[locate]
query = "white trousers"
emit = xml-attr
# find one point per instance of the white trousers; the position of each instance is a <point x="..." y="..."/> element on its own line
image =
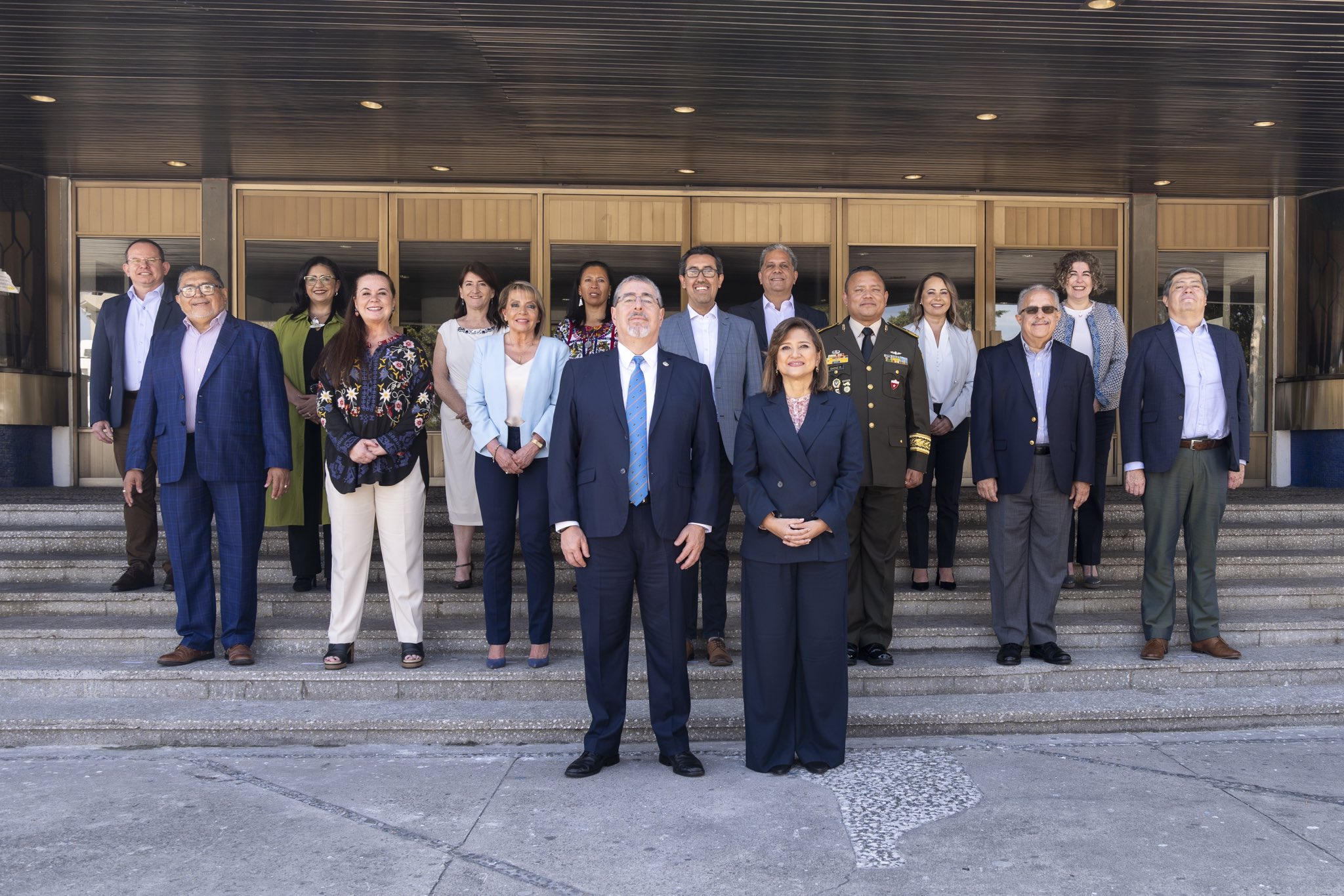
<point x="400" y="512"/>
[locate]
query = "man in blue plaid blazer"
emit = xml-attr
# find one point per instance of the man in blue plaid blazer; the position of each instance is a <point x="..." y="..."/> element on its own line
<point x="214" y="398"/>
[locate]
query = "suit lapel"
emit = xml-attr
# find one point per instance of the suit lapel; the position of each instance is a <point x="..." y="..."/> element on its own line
<point x="777" y="411"/>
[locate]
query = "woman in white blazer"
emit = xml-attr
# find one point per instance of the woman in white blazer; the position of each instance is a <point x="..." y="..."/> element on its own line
<point x="511" y="397"/>
<point x="949" y="357"/>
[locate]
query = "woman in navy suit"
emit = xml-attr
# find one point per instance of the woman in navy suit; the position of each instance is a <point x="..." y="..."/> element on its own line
<point x="796" y="470"/>
<point x="511" y="397"/>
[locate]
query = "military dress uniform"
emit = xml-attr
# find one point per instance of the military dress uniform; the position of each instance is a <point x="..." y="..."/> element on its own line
<point x="890" y="396"/>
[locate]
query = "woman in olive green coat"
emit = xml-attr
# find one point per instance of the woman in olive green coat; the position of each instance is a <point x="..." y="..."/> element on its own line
<point x="314" y="320"/>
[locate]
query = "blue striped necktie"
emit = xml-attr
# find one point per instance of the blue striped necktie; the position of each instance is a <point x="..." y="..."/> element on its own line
<point x="637" y="424"/>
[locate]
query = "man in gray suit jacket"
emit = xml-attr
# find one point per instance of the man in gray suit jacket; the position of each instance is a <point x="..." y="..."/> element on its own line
<point x="727" y="346"/>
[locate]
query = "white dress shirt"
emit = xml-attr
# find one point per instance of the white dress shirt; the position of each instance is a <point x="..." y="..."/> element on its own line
<point x="197" y="348"/>
<point x="705" y="328"/>
<point x="140" y="329"/>
<point x="1038" y="365"/>
<point x="776" y="317"/>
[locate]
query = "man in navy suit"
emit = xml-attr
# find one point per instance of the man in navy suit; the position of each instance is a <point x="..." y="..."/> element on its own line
<point x="121" y="339"/>
<point x="1031" y="457"/>
<point x="727" y="347"/>
<point x="635" y="472"/>
<point x="1186" y="430"/>
<point x="214" y="398"/>
<point x="778" y="273"/>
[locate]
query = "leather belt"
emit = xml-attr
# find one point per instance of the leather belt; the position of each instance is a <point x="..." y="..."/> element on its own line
<point x="1203" y="445"/>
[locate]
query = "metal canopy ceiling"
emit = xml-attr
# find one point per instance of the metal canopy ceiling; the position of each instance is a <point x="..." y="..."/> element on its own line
<point x="789" y="94"/>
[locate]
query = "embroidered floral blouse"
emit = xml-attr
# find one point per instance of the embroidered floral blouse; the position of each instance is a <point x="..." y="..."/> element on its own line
<point x="387" y="399"/>
<point x="585" y="340"/>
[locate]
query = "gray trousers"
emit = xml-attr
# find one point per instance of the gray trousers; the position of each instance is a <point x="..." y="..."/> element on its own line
<point x="1188" y="497"/>
<point x="1028" y="548"/>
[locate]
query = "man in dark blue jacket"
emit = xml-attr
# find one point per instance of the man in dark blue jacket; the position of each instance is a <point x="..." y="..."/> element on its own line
<point x="1031" y="456"/>
<point x="1186" y="430"/>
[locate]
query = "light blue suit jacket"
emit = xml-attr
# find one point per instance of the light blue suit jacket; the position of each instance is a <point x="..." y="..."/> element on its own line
<point x="487" y="401"/>
<point x="737" y="366"/>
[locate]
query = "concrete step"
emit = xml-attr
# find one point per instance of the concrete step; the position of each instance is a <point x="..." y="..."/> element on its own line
<point x="112" y="636"/>
<point x="121" y="722"/>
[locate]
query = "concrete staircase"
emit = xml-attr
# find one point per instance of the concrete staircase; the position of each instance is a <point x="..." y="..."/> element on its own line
<point x="77" y="661"/>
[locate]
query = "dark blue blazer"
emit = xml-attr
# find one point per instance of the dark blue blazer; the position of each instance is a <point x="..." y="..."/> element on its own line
<point x="754" y="312"/>
<point x="1003" y="417"/>
<point x="591" y="446"/>
<point x="1152" y="398"/>
<point x="810" y="473"/>
<point x="108" y="354"/>
<point x="242" y="417"/>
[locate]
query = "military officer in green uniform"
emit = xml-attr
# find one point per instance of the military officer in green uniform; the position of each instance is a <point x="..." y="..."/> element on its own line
<point x="878" y="366"/>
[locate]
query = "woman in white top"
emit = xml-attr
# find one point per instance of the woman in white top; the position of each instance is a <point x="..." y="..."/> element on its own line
<point x="478" y="316"/>
<point x="1095" y="329"/>
<point x="511" y="402"/>
<point x="949" y="357"/>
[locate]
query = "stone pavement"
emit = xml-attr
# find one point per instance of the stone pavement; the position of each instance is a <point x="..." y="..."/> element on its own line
<point x="1249" y="812"/>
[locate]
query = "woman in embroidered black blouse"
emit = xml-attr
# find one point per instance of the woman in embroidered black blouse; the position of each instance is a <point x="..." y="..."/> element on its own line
<point x="375" y="391"/>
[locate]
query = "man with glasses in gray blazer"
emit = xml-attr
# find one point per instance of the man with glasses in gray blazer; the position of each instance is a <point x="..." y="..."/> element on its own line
<point x="727" y="346"/>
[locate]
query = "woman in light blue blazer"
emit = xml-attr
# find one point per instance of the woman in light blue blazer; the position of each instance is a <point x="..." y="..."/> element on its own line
<point x="511" y="397"/>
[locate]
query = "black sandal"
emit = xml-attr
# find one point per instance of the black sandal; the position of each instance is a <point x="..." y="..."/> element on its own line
<point x="413" y="651"/>
<point x="343" y="653"/>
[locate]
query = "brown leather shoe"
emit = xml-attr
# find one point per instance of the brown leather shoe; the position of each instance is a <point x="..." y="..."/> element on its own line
<point x="718" y="652"/>
<point x="1155" y="649"/>
<point x="240" y="655"/>
<point x="1215" y="647"/>
<point x="182" y="655"/>
<point x="133" y="579"/>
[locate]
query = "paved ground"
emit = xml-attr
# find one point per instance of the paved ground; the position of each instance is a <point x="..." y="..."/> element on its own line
<point x="1255" y="812"/>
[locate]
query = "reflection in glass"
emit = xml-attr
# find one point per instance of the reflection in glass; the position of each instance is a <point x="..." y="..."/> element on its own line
<point x="270" y="266"/>
<point x="1017" y="269"/>
<point x="904" y="268"/>
<point x="1238" y="292"/>
<point x="100" y="278"/>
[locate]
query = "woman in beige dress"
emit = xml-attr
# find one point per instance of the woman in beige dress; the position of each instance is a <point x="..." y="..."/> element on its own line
<point x="478" y="316"/>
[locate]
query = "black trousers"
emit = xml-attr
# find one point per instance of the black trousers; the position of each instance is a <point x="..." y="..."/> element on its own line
<point x="305" y="556"/>
<point x="1085" y="525"/>
<point x="711" y="573"/>
<point x="946" y="460"/>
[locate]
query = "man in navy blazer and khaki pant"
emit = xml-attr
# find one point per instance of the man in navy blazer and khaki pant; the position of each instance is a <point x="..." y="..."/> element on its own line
<point x="633" y="485"/>
<point x="121" y="339"/>
<point x="1032" y="433"/>
<point x="1186" y="429"/>
<point x="727" y="346"/>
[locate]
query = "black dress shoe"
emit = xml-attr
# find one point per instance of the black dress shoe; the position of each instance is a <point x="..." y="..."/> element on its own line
<point x="1051" y="653"/>
<point x="591" y="764"/>
<point x="684" y="764"/>
<point x="875" y="655"/>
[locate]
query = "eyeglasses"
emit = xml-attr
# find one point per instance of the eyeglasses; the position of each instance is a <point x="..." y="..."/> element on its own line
<point x="205" y="289"/>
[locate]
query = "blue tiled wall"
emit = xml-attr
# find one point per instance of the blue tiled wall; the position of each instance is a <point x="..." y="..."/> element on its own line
<point x="24" y="456"/>
<point x="1319" y="458"/>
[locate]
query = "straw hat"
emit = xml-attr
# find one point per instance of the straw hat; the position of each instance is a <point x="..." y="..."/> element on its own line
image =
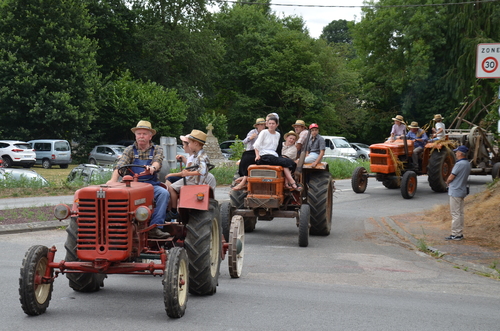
<point x="414" y="125"/>
<point x="144" y="125"/>
<point x="259" y="121"/>
<point x="198" y="136"/>
<point x="299" y="123"/>
<point x="398" y="118"/>
<point x="291" y="133"/>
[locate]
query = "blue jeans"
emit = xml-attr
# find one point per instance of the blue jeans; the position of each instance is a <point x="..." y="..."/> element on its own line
<point x="162" y="196"/>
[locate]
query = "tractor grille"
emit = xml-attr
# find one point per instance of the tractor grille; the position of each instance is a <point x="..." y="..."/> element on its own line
<point x="263" y="173"/>
<point x="103" y="225"/>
────────────────────────────────────────
INSTRUCCIÓN: Devuelva cada línea de las entradas que contenga la palabra "leather". Distinga entre mayúsculas y minúsculas.

SOLUCIÓN PROPUESTA:
query = "leather belt"
# find one point per instance of the leather belt; the position of each instance is a <point x="..." y="..."/> element on its own line
query = "brown leather shoe"
# find one point per instance of the brown leather shoe; the position of each instance is a <point x="..." y="..."/> element on its own line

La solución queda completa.